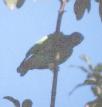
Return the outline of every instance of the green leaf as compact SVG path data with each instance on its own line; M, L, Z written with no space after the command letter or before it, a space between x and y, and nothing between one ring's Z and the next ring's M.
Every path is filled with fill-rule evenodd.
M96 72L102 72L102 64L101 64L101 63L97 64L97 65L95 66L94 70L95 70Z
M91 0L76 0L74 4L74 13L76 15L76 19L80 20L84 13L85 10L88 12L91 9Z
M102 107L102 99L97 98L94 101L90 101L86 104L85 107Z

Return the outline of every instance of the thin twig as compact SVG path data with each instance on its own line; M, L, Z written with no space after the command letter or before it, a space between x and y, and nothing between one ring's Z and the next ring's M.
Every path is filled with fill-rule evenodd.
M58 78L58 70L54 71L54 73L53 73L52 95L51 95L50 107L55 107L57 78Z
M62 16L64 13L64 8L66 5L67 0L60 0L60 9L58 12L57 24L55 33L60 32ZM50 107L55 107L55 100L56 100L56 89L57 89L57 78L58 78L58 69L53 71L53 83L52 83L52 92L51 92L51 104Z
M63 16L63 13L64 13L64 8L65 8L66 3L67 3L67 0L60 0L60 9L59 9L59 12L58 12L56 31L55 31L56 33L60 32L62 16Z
—————
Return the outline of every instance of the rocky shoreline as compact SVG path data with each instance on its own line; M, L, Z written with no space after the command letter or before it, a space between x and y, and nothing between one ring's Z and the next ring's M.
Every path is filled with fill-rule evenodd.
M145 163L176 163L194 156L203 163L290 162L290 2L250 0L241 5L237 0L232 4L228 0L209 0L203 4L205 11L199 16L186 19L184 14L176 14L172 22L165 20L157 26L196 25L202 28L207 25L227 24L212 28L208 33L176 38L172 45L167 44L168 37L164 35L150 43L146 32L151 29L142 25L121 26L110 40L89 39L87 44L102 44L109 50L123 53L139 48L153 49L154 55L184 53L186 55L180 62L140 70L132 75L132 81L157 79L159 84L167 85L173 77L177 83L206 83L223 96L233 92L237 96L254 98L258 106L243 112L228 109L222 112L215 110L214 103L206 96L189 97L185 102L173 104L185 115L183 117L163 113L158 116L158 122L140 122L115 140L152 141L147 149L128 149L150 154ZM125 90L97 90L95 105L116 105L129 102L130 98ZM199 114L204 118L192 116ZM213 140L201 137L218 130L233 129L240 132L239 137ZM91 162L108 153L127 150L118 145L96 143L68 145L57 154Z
—————
Please rewrite the part of the records that opens with the line containing "Return the outline of every instance of the thin" and closes with the line containing "M63 16L63 13L64", replacing "thin twig" with "slender branch" and leaving everything else unchanged. Give only those lines.

Exercise solution:
Return the outline of every instance of the slender branch as compact SVG path data with each instance on its own line; M, L, Z written with no space after the command letter or before it, a space between x and y, and nothing between one ring's Z and the next ring's M.
Every path is filled with fill-rule evenodd.
M58 78L58 70L54 71L54 73L53 73L52 95L51 95L50 107L55 107L57 78Z
M62 16L64 13L64 8L66 5L67 0L60 0L60 9L58 12L57 24L55 33L60 32ZM50 107L55 107L55 100L56 100L56 89L57 89L57 78L58 78L58 69L53 71L53 83L52 83L52 92L51 92L51 104Z
M63 16L63 13L64 13L64 8L65 8L66 3L67 3L67 0L60 0L60 9L59 9L59 12L58 12L56 31L55 31L56 33L60 32L62 16Z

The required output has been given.